▶ _Exercise prompt_
Set down exactly, and only, the lines from the one with "TARGET: bicycle handlebar" to the final line of the entries, both included.

▶ _Labeled-object pointing entries_
"""

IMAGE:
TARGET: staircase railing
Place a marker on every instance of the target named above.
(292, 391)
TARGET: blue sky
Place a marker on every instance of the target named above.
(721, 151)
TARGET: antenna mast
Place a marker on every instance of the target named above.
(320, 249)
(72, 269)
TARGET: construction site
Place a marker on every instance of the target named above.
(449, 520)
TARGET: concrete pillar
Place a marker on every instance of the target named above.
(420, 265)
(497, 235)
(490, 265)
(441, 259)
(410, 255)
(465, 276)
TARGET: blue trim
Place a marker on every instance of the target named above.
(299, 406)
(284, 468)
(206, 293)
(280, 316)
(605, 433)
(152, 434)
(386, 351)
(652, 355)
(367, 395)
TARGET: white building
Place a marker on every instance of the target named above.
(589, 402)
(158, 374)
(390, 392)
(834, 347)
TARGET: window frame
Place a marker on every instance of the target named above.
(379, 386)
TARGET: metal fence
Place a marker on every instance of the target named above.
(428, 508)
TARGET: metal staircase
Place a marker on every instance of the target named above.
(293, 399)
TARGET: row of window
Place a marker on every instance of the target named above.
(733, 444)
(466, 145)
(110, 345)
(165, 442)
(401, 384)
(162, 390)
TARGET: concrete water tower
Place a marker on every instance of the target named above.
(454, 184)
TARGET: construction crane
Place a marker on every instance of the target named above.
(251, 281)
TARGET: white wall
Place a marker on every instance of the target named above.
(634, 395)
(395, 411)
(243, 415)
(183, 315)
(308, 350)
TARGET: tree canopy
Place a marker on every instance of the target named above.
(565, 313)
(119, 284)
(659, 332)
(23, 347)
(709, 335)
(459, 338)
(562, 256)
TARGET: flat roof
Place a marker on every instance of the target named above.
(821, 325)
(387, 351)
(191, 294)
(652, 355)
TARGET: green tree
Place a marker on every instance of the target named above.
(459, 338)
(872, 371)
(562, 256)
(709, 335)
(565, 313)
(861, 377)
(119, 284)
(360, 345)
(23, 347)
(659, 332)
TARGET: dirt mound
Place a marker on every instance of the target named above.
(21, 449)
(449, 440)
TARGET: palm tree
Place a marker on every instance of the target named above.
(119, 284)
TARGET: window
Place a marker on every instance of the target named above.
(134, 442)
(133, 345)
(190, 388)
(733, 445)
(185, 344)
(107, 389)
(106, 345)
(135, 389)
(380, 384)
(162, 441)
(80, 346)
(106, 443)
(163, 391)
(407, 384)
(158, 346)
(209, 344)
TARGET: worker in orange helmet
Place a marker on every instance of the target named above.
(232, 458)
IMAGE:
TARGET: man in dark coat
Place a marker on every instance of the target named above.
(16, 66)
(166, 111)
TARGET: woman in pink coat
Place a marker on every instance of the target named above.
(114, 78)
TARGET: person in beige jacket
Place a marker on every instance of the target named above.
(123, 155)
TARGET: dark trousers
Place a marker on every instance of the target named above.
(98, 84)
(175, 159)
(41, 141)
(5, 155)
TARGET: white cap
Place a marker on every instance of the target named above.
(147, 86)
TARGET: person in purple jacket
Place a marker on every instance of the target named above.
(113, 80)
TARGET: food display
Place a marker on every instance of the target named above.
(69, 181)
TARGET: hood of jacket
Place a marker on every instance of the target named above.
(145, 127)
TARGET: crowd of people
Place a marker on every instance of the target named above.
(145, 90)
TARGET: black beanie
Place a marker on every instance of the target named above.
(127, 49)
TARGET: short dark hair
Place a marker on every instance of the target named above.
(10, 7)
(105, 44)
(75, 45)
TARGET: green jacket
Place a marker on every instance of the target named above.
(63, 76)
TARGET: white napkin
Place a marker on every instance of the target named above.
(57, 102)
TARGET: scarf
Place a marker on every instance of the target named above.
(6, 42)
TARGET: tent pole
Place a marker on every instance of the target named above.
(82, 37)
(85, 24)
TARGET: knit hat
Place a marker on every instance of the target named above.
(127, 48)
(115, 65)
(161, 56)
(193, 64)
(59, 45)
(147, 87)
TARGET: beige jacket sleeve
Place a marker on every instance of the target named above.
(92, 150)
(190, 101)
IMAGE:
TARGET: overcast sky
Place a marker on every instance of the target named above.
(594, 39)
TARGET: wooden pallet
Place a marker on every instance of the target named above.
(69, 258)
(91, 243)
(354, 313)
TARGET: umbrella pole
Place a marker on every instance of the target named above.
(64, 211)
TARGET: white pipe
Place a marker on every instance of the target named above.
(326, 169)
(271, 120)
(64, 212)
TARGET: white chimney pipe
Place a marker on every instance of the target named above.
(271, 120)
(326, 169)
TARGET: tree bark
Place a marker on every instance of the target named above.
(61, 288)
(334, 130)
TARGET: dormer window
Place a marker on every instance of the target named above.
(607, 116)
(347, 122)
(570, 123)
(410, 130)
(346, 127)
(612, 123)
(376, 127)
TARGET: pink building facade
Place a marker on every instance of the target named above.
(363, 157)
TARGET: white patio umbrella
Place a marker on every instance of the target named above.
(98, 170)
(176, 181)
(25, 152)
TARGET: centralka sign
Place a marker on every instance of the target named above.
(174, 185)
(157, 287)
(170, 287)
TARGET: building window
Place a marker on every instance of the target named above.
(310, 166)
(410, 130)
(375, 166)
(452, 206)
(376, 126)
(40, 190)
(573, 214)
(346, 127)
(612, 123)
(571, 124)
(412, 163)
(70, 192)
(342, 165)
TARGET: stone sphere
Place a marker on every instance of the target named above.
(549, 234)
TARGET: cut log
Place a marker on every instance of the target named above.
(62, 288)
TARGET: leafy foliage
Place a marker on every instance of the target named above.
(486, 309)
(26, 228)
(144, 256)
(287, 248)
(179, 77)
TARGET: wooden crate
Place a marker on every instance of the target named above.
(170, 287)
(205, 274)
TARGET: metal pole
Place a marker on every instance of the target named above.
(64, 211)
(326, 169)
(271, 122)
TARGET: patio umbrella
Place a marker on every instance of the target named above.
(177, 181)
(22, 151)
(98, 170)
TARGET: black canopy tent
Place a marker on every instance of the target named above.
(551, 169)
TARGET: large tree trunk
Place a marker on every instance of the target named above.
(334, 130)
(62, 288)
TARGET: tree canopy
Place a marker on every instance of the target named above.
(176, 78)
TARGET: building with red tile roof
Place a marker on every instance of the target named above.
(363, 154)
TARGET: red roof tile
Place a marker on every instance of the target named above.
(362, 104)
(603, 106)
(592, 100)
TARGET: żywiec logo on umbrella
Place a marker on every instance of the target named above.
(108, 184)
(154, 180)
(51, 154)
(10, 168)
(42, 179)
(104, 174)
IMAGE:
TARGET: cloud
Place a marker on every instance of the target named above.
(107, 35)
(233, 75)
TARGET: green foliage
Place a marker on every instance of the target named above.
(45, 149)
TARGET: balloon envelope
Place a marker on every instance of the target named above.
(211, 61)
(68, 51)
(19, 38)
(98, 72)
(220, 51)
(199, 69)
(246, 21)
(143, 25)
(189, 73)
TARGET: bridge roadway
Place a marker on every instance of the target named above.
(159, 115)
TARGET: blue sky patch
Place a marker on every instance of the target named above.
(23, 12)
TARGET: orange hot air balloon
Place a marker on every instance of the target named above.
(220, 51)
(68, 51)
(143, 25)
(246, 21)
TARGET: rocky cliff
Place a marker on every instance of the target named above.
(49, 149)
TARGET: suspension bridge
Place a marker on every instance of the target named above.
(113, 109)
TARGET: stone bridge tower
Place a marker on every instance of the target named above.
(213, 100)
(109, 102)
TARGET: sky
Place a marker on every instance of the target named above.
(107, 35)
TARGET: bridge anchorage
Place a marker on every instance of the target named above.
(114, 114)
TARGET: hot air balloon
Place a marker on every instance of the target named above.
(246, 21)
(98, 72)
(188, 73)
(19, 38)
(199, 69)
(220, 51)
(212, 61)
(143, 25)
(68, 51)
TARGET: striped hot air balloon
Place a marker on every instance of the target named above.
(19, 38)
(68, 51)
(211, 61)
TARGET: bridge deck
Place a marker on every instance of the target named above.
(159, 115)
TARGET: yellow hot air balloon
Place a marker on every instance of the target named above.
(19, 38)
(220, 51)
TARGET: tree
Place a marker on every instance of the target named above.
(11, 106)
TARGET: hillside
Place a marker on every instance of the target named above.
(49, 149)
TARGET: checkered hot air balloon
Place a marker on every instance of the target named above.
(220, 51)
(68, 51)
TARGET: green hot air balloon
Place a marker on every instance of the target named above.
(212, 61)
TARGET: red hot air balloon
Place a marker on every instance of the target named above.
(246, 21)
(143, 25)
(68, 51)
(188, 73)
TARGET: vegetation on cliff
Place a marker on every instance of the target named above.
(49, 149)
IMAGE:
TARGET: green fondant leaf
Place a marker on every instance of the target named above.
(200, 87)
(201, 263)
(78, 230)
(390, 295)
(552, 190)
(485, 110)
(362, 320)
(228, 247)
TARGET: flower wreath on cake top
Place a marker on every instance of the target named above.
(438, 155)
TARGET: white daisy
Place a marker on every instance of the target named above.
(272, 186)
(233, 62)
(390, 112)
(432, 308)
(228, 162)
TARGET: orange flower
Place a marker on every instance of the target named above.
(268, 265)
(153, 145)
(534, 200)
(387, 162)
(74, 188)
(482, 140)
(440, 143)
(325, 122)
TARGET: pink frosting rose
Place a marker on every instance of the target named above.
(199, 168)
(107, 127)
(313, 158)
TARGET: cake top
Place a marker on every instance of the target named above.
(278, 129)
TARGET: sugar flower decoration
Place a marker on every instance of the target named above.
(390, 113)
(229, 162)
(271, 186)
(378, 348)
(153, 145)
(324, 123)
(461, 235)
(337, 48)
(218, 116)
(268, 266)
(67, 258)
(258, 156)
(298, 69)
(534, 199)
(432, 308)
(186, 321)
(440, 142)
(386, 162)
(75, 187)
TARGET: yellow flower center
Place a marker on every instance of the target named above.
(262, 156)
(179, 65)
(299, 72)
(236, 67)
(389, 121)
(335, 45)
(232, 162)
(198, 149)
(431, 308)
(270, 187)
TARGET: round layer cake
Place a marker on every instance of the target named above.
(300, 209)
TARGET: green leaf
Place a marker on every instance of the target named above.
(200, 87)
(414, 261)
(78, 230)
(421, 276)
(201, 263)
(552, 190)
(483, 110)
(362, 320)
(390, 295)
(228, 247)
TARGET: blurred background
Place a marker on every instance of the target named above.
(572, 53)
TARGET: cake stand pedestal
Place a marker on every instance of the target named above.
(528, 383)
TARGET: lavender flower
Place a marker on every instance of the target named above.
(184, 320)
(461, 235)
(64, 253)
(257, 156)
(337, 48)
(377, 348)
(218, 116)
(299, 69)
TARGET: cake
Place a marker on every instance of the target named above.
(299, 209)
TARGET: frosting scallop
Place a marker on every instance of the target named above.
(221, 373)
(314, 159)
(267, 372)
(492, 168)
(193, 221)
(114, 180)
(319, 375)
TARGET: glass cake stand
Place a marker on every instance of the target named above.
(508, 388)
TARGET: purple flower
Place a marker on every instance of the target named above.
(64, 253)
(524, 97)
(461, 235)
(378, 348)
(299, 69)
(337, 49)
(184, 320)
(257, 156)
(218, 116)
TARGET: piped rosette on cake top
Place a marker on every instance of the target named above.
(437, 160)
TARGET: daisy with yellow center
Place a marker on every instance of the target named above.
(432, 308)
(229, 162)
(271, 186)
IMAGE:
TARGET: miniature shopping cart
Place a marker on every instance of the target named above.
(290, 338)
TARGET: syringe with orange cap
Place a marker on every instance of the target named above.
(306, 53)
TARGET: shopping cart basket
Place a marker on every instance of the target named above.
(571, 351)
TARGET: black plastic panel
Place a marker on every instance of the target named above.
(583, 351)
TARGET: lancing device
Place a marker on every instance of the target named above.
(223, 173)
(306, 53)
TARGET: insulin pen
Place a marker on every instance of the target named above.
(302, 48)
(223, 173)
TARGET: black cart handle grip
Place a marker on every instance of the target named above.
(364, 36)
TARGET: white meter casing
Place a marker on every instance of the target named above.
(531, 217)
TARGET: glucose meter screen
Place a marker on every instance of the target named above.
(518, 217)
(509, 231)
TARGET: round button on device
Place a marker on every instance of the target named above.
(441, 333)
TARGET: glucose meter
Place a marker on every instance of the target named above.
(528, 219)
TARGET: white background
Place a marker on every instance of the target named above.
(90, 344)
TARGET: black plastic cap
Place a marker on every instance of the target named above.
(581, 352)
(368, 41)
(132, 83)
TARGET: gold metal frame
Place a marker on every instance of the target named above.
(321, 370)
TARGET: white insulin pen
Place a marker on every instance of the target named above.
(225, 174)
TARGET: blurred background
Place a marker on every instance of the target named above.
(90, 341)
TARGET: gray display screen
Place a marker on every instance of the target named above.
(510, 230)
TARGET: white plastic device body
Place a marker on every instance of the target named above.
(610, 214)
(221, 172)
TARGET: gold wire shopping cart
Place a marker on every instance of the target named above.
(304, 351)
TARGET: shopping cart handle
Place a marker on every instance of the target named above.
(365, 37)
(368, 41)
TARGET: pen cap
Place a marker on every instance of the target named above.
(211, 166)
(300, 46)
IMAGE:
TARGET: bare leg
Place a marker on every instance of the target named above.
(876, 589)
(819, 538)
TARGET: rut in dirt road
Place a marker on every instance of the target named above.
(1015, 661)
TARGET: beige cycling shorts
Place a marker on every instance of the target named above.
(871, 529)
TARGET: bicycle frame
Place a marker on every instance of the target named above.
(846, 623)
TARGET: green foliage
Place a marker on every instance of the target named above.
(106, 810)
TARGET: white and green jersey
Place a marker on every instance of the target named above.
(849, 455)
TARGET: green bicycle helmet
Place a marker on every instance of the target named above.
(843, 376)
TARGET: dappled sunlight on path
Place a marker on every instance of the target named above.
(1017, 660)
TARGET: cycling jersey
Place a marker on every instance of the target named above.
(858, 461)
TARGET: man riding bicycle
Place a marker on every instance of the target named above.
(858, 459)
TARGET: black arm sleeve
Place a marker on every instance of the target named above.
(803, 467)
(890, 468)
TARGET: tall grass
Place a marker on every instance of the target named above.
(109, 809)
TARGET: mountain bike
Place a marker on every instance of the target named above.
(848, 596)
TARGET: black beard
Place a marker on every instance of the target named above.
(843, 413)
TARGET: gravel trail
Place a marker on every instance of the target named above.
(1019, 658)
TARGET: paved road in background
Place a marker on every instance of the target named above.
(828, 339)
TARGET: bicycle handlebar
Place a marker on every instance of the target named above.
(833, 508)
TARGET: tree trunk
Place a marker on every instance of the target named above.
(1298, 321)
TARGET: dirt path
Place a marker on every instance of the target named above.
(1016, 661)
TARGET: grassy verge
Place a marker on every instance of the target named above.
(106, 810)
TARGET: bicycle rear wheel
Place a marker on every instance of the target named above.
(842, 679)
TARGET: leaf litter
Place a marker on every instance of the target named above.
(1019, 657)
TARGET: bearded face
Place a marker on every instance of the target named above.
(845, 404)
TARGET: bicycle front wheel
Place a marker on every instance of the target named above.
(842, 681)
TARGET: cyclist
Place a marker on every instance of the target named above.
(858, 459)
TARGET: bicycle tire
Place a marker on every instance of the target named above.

"""

▶ _Correct output_
TARGET: bicycle handlebar
Place a marker on every instance of the target named above.
(833, 508)
TARGET: tree trunk
Place a marker on every instance of the target named above.
(1298, 321)
TARGET: dirt path
Place a marker on every instance of the target named above.
(1016, 661)
TARGET: grassy verge
Place a marker on every instance of the target named above.
(106, 810)
TARGET: bicycle rear wheel
Place a marker on every instance of the target named above.
(842, 679)
TARGET: leaf litter
Place a marker on every instance of the target named above.
(1019, 657)
TARGET: bearded face
Place a marker on every instance of the target named above.
(845, 404)
TARGET: bicycle front wheel
Place a marker on every instance of the target named above.
(842, 681)
TARGET: cyclist
Place a marker on every instance of the target named above.
(858, 459)
TARGET: bicycle tire
Place a marker on every instance of the target named above.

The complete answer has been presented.